Dataset records
++++++++

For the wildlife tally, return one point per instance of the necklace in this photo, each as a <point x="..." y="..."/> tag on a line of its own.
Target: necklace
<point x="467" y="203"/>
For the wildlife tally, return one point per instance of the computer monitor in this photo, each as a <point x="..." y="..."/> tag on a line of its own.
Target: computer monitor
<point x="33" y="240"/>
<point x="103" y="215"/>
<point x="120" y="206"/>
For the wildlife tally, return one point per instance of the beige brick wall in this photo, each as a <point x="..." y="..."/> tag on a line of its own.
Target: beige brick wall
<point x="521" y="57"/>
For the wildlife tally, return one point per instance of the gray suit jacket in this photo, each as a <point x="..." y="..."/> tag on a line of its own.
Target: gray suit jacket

++++++++

Exercise objective
Rewrite the listing above with "wildlife tally" changed to "inventory count" in every place it occurs, keeping everything else the same.

In response
For the inventory count, return one point per instance of the necklace in this photo, each as a <point x="..." y="..."/> tag on a line of its own.
Target: necklace
<point x="467" y="203"/>
For the inventory count, return one point per instance of the computer monitor in this photo, each as a <point x="..." y="..."/> tag on a line of its own.
Target: computer monitor
<point x="33" y="240"/>
<point x="103" y="215"/>
<point x="120" y="206"/>
For the inventory count, return one point per instance of the beige brick wall in this photo, each as a <point x="..." y="..."/> tag on a line of its own.
Target: beige brick wall
<point x="521" y="57"/>
For the inventory count, return one point per instance of the gray suit jacket in this photo, each as a <point x="..." y="..."/> tag on a line of its own.
Target: gray suit jacket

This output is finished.